Directive: Each record is to be printed again precisely as it reads.

Data to process:
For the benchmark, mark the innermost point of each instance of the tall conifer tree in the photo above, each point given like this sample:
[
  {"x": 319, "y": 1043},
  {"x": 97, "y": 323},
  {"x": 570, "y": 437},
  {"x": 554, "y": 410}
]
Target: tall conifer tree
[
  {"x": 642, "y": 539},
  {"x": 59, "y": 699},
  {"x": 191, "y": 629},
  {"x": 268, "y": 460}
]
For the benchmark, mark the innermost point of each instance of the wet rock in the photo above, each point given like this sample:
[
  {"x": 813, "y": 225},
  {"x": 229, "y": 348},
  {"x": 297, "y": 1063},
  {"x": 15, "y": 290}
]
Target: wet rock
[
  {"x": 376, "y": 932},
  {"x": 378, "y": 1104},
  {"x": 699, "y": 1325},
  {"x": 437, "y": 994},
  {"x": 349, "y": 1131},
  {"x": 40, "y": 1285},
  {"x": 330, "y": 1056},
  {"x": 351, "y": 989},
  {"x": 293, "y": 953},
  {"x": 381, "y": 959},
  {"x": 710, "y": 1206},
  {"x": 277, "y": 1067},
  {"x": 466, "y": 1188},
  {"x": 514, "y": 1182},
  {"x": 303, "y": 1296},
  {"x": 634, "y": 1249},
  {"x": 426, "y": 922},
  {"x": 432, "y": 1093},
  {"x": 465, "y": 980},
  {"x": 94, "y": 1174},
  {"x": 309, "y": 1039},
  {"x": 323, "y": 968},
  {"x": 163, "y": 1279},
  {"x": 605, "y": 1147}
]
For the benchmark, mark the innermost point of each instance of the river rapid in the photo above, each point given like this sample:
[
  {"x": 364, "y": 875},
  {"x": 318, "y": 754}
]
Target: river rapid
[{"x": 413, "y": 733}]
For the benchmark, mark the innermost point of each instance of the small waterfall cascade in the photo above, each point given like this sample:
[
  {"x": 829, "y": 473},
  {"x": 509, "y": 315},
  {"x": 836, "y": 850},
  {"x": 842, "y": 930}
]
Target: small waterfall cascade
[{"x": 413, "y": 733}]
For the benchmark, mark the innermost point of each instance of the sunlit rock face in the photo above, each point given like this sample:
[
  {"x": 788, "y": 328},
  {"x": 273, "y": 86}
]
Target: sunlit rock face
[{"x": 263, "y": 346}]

Exercise response:
For the benchmark, mark the innermost point of each instance of the tall conifer tree in the photo above, each point given like this sample:
[
  {"x": 319, "y": 1043},
  {"x": 97, "y": 323},
  {"x": 570, "y": 437},
  {"x": 554, "y": 410}
]
Target: tall conifer tree
[
  {"x": 642, "y": 539},
  {"x": 59, "y": 699},
  {"x": 191, "y": 629},
  {"x": 268, "y": 460}
]
For the benchmark, mark the innermost point of each instance of the wet rock in the photo above, each point given like this sample:
[
  {"x": 813, "y": 225},
  {"x": 229, "y": 348},
  {"x": 297, "y": 1063},
  {"x": 15, "y": 290}
]
Target: wet rock
[
  {"x": 376, "y": 932},
  {"x": 378, "y": 1104},
  {"x": 699, "y": 1325},
  {"x": 437, "y": 994},
  {"x": 349, "y": 1131},
  {"x": 40, "y": 1285},
  {"x": 330, "y": 1056},
  {"x": 351, "y": 989},
  {"x": 293, "y": 953},
  {"x": 381, "y": 959},
  {"x": 710, "y": 1206},
  {"x": 277, "y": 1067},
  {"x": 466, "y": 1188},
  {"x": 514, "y": 1182},
  {"x": 303, "y": 1296},
  {"x": 634, "y": 1249},
  {"x": 426, "y": 922},
  {"x": 432, "y": 1093},
  {"x": 465, "y": 980},
  {"x": 94, "y": 1174},
  {"x": 309, "y": 1039},
  {"x": 323, "y": 968},
  {"x": 163, "y": 1279},
  {"x": 605, "y": 1147}
]
For the benchmark, mark the innermost point of each instance of the river rapid in the photo above, each point given like this sample:
[
  {"x": 364, "y": 875},
  {"x": 318, "y": 754}
]
Target: river rapid
[{"x": 413, "y": 733}]
For the benchmark, mark the innermost point of each instance of the small waterfall cascade in the photo above, each point given like this sample:
[
  {"x": 829, "y": 473},
  {"x": 509, "y": 315},
  {"x": 836, "y": 850},
  {"x": 842, "y": 930}
]
Target: small waterfall cascade
[{"x": 413, "y": 733}]
For the benchmark, mark the innermost point of each instance of the sunlit rock face in the photo above, each point given like this sample:
[
  {"x": 788, "y": 328},
  {"x": 273, "y": 86}
]
Target: sunlit rock face
[{"x": 263, "y": 346}]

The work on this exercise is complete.